• **Problem statement**
Copy the records below word for word. Stop after the line that contains "pin the forearm, one dot per instance".

[Stored items]
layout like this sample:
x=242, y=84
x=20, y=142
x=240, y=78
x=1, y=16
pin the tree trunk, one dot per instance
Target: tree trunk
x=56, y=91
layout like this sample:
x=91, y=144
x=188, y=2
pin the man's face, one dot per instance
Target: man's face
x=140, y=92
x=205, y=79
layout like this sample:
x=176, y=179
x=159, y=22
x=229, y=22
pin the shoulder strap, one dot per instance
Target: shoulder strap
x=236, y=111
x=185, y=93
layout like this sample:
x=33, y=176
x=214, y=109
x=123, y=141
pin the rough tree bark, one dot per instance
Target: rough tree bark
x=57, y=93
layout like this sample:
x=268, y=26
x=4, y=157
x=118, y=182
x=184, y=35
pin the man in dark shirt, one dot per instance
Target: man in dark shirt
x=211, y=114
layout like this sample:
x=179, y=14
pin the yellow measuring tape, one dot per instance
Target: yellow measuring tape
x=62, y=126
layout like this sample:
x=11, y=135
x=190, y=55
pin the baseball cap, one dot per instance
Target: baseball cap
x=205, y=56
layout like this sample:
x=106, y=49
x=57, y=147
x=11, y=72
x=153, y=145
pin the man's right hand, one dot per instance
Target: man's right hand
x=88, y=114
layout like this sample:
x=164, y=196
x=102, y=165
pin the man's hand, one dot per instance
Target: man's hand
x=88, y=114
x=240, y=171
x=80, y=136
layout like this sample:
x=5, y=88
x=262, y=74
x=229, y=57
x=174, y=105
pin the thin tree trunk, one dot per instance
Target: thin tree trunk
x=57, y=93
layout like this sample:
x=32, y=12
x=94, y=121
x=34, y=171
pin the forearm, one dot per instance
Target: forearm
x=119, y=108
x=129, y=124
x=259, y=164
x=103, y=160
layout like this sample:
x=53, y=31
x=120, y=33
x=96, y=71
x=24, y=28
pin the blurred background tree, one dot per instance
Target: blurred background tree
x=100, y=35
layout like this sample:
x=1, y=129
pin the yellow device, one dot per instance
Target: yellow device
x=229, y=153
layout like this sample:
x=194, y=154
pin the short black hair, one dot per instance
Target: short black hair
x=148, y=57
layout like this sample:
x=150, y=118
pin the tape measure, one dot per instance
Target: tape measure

• **Answer to this task**
layout like this sample:
x=242, y=84
x=20, y=142
x=240, y=78
x=1, y=16
pin the tree trunk, one dot per instance
Target: tree trunk
x=56, y=91
layout like this sample:
x=91, y=144
x=188, y=2
pin the man's face, one dot per instance
Target: man's face
x=140, y=92
x=205, y=79
layout like this sample:
x=176, y=179
x=159, y=22
x=229, y=22
pin the shoulder strap, one dot per instance
Target: shoulder strap
x=236, y=111
x=185, y=93
layout like this sample:
x=33, y=176
x=214, y=109
x=123, y=141
pin the rough tree bark, one dot per instance
Target: rough tree bark
x=57, y=93
layout like this sample:
x=268, y=26
x=4, y=157
x=118, y=182
x=184, y=35
pin the man in dark shirt, one dot per instance
Target: man in dark shirt
x=211, y=114
layout like this sample:
x=179, y=14
pin the yellow measuring tape, one dot per instance
Target: yellow measuring tape
x=62, y=126
layout like this sample:
x=11, y=135
x=190, y=55
pin the baseball cap, one dot per instance
Target: baseball cap
x=205, y=56
layout like this sample:
x=106, y=49
x=57, y=147
x=11, y=72
x=153, y=145
pin the man's right hand, one dot per instance
Target: man's right hand
x=88, y=114
layout like this sample:
x=164, y=196
x=102, y=165
pin the man's hand, one dot per instance
Target: man's hand
x=88, y=114
x=240, y=171
x=80, y=136
layout like this sample:
x=5, y=88
x=262, y=74
x=229, y=57
x=174, y=105
pin the thin tree trunk, one dot per instance
Target: thin tree trunk
x=57, y=93
layout like this sample:
x=32, y=12
x=94, y=121
x=34, y=171
pin the forearm, one dot per instance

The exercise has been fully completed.